TASK INPUT: Begin

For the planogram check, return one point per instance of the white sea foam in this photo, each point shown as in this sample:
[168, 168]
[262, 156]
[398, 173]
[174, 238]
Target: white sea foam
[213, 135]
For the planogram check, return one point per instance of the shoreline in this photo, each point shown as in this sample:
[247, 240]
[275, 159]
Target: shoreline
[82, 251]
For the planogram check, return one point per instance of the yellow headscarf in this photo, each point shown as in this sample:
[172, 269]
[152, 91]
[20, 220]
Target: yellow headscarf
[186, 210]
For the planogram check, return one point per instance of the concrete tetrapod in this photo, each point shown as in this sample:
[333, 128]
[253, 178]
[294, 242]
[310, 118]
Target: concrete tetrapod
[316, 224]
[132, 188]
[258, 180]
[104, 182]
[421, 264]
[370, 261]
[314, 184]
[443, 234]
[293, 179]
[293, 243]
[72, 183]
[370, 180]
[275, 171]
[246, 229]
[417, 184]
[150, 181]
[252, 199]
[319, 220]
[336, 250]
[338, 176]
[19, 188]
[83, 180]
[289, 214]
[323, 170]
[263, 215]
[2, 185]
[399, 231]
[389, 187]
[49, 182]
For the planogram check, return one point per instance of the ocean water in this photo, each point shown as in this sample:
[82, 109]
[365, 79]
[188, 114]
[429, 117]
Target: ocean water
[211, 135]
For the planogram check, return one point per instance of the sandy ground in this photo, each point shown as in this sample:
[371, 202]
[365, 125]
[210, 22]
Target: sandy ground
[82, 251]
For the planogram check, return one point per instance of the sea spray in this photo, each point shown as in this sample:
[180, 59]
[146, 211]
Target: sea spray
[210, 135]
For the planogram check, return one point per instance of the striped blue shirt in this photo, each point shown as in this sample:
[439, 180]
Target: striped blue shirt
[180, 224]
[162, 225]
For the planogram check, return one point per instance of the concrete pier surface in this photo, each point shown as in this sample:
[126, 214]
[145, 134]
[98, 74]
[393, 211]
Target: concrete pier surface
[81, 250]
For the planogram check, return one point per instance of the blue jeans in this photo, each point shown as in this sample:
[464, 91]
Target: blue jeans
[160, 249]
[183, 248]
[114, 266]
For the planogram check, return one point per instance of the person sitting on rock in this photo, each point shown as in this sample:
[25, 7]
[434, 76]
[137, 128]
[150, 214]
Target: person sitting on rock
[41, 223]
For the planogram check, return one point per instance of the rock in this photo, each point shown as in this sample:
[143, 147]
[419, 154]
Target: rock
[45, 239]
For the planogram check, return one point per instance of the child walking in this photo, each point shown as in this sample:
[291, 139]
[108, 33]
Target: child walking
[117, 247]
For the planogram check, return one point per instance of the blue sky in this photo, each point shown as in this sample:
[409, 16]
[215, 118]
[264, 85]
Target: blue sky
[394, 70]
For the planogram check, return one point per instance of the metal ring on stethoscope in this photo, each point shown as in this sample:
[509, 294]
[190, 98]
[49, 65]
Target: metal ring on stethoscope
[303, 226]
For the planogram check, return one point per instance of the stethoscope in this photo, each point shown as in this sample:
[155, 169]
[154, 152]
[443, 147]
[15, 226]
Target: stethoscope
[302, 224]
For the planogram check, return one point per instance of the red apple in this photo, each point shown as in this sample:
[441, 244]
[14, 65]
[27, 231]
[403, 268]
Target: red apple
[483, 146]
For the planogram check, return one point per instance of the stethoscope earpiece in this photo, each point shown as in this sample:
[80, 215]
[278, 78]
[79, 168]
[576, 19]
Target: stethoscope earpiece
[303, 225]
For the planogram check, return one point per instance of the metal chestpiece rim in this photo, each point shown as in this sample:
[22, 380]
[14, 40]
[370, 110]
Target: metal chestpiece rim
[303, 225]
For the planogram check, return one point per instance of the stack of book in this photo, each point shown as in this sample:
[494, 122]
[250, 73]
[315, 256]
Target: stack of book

TASK INPUT: End

__WORK INSTRUCTIONS__
Search the material for the string "stack" and show every line that has it.

__FINISHED EXERCISE__
For the planogram check, return one point per instance of the stack of book in this photo, each point shown as in this sample:
Target: stack of book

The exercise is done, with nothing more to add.